• WHAT IS NEEDED: Could you write out exactly, and only, the lines from the one containing "Can you see the cloud?" through the last line of the data, leaving out all pictures?

..........

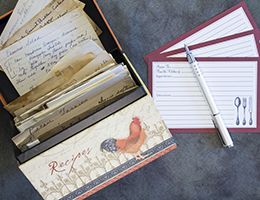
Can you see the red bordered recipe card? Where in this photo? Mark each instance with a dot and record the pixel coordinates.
(233, 21)
(234, 84)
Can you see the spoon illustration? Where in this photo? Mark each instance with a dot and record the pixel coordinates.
(237, 103)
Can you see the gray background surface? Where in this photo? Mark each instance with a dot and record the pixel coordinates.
(200, 168)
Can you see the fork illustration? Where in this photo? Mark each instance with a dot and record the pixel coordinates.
(244, 104)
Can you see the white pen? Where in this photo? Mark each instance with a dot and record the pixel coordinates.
(217, 119)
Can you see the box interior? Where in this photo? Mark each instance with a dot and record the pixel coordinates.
(111, 45)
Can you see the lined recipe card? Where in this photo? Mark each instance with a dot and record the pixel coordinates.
(233, 23)
(245, 46)
(180, 101)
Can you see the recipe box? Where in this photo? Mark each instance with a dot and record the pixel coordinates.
(70, 164)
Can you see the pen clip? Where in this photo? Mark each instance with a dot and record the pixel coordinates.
(219, 135)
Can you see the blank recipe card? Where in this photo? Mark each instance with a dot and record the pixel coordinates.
(178, 96)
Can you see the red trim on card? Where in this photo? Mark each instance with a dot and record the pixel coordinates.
(6, 15)
(127, 172)
(198, 28)
(211, 130)
(212, 42)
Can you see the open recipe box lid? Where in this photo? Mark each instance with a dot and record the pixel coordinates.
(70, 164)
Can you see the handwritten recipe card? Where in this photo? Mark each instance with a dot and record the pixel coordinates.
(30, 59)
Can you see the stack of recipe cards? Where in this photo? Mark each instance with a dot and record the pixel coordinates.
(62, 74)
(84, 118)
(227, 48)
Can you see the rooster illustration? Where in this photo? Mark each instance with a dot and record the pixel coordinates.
(132, 144)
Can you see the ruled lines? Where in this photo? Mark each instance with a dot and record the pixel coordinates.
(181, 103)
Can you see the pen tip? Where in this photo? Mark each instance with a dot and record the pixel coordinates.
(186, 47)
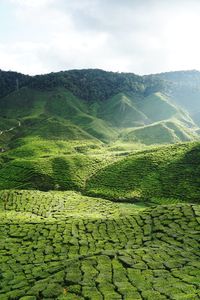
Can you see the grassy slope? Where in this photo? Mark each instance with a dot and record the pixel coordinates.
(166, 172)
(66, 246)
(165, 132)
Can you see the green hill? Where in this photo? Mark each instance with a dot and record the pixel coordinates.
(93, 204)
(170, 172)
(66, 246)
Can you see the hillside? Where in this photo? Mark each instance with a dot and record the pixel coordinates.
(99, 187)
(66, 246)
(92, 104)
(170, 173)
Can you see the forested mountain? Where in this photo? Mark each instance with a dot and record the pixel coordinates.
(99, 186)
(106, 106)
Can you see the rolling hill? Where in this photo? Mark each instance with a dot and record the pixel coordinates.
(99, 186)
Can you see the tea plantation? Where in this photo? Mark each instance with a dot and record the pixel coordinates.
(62, 245)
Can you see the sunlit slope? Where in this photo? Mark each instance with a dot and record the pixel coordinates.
(58, 114)
(171, 172)
(165, 132)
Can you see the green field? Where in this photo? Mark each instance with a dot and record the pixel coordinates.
(61, 245)
(99, 187)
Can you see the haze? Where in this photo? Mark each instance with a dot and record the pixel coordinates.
(143, 37)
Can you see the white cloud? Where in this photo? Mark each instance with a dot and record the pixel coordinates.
(135, 36)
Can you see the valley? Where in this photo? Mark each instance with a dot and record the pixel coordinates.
(99, 186)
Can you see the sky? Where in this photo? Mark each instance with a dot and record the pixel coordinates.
(139, 36)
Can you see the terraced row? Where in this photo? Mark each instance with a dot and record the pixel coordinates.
(151, 254)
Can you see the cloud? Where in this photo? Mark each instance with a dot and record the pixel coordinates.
(145, 36)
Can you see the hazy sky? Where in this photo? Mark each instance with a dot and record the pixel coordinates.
(140, 36)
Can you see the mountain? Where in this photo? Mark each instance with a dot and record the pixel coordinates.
(99, 186)
(184, 89)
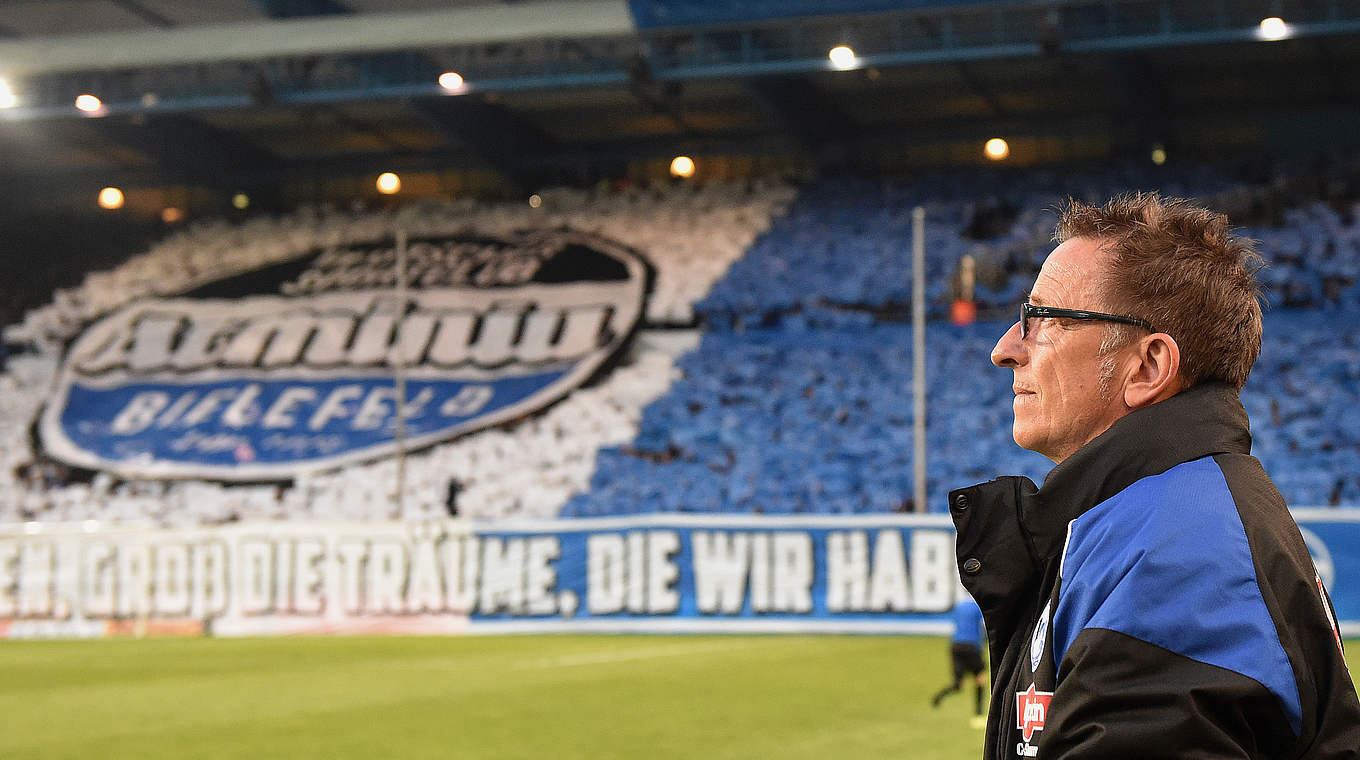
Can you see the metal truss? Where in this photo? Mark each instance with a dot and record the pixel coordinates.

..........

• RESPONSE TO THIS EXERCISE:
Can you see the cloud? Where in this photo? Mark each instance with a dot and record the pixel coordinates.
(145, 36)
Can you see the hazy sky? Where in this photo? Mark each instance with a dot and record the pixel coordinates.
(140, 36)
Can you see the mountain? Where in this photo? Mark each instance with a dot and record the pixel coordinates.
(99, 186)
(184, 89)
Can you see the metal truss? Where in this photo? Mark each instance with a dot and record the pixel coordinates.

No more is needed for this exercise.